--- start of Data provided ---

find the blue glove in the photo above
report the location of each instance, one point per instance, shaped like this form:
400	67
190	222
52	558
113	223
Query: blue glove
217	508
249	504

--- end of Data provided ---

■ Goal of the exercise ■
Copy the records above line for line, changing nothing.

■ Exercise response ■
find the blue glove in the photo above
report the location of each instance, one point per instance, shaped like this form:
400	67
190	222
52	558
113	223
Query: blue glove
217	508
249	504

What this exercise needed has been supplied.